Pointing rows:
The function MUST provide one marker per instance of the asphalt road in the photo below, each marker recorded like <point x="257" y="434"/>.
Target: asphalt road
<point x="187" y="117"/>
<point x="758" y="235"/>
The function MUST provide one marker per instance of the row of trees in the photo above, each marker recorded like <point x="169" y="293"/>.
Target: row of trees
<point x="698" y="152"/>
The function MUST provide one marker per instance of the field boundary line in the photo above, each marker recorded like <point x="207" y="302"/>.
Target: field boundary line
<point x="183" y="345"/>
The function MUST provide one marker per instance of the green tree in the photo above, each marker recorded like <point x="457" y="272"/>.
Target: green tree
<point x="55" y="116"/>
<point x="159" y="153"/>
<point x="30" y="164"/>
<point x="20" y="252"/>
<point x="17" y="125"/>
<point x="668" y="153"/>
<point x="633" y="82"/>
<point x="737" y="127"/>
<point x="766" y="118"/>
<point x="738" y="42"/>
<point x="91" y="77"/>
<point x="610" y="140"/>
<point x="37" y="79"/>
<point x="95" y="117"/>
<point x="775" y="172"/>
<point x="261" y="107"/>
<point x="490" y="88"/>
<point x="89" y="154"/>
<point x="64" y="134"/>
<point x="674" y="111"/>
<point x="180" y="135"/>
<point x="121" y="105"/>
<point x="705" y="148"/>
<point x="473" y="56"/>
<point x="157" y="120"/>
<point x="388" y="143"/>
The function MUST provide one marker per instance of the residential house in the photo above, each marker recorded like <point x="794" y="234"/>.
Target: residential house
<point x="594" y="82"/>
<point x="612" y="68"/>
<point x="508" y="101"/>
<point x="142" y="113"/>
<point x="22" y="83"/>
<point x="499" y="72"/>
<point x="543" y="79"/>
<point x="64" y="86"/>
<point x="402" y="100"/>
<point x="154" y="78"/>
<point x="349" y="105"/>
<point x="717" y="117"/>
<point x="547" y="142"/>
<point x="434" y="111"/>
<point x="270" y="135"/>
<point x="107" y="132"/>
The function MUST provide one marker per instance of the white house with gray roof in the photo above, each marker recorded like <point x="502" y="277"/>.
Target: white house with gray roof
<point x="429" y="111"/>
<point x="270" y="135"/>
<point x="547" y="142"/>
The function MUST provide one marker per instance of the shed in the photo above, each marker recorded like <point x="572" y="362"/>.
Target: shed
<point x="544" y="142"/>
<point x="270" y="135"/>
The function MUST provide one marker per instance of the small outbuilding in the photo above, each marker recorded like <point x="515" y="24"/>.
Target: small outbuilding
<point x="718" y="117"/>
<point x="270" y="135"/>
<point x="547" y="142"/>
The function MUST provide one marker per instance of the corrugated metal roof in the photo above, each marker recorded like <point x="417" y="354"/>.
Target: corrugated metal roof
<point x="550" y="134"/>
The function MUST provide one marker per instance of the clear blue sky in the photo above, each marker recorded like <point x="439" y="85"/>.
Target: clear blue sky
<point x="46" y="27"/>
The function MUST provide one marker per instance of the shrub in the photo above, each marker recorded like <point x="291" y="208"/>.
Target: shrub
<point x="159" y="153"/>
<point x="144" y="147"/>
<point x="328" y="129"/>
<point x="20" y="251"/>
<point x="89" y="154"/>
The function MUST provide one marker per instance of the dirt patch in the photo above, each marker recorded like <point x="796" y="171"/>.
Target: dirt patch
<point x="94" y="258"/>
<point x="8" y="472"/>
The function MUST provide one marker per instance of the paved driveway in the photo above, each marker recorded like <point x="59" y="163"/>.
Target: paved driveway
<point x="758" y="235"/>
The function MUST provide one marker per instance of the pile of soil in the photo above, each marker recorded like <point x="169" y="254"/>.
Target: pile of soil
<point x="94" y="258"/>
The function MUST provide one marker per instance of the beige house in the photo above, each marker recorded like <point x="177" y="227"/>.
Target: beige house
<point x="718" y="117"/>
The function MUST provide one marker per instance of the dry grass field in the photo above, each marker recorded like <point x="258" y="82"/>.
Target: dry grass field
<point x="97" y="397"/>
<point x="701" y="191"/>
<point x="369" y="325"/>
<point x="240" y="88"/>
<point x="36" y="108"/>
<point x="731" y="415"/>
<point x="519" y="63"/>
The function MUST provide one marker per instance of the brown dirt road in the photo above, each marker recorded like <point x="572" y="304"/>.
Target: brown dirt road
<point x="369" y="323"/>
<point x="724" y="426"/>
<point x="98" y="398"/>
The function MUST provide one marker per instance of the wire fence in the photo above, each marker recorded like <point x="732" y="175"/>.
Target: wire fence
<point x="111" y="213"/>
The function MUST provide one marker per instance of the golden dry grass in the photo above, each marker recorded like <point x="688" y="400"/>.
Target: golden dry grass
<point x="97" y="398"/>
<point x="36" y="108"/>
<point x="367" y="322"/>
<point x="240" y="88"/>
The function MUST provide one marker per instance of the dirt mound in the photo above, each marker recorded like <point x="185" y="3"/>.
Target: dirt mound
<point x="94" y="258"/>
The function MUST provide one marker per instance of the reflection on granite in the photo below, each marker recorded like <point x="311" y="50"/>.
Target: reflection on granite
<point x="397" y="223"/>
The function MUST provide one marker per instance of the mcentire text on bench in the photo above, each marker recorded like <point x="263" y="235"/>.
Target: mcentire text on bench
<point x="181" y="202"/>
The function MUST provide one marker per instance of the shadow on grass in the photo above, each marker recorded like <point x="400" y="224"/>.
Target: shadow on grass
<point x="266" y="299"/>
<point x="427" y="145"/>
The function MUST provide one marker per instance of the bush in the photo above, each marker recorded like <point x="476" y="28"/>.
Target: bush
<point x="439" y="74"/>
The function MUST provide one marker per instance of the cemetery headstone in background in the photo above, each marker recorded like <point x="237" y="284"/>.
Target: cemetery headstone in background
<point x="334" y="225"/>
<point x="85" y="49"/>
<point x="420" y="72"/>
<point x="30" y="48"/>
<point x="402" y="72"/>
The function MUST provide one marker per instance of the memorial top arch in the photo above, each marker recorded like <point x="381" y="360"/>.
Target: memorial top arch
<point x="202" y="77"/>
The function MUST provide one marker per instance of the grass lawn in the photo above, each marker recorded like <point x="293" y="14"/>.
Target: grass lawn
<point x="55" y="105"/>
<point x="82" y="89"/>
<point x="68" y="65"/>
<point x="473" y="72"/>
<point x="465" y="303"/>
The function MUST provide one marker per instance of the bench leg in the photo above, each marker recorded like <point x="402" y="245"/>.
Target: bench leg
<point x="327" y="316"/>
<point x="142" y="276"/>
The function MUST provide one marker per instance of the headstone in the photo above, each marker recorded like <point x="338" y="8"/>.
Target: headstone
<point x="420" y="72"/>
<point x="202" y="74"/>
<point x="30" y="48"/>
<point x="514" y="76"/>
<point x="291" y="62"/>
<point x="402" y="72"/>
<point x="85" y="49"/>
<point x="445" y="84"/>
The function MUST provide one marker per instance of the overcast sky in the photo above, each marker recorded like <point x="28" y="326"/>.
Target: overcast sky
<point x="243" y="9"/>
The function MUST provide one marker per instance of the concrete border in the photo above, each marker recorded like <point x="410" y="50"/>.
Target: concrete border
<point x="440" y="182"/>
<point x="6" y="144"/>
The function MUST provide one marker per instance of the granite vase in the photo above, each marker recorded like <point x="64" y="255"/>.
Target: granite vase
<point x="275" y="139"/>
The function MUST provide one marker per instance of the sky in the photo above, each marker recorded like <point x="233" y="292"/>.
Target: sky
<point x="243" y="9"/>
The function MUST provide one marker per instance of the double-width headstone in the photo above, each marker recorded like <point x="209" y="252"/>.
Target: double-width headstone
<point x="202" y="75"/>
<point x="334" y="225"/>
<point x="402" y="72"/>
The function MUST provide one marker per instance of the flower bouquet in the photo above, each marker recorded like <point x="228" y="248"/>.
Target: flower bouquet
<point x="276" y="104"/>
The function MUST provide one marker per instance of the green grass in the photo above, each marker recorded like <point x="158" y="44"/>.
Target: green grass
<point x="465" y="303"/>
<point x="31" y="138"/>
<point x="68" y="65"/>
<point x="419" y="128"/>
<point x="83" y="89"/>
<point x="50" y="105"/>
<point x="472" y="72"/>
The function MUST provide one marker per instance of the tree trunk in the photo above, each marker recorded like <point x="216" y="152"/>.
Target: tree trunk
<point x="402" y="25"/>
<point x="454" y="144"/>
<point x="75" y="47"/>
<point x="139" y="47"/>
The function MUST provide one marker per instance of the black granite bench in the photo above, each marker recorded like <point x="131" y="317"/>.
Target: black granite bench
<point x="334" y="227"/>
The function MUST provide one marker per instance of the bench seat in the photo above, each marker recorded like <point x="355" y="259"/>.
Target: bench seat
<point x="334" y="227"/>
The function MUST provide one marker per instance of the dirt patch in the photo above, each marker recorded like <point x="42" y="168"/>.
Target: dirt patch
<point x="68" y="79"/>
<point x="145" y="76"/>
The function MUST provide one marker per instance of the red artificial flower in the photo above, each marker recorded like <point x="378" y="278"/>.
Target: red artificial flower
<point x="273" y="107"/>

• Aim: Give the lines from the one containing "The function MUST provide one marker per instance of the black" through the end of the rows above as a JSON list of strings, one string per line, leaving out any blank lines.

• Exercise answer:
[
  "The function MUST provide one marker per instance of the black granite bench in the photo above, each marker recorded like <point x=\"131\" y=\"317\"/>.",
  "Target: black granite bench",
  "<point x=\"334\" y=\"227\"/>",
  "The function MUST provide one marker per instance of the bench seat in the photo above, each marker recorded like <point x=\"355\" y=\"259\"/>.",
  "Target: bench seat",
  "<point x=\"334\" y=\"227\"/>",
  "The function MUST provide one marker per instance of the dirt patch in the photo above, each marker recorded like <point x=\"42\" y=\"168\"/>.",
  "Target: dirt patch",
  "<point x=\"68\" y=\"79\"/>",
  "<point x=\"145\" y=\"76\"/>",
  "The function MUST provide one marker per instance of the red artificial flower in the photo above, each marker recorded like <point x=\"378\" y=\"278\"/>.",
  "Target: red artificial flower",
  "<point x=\"273\" y=\"107\"/>"
]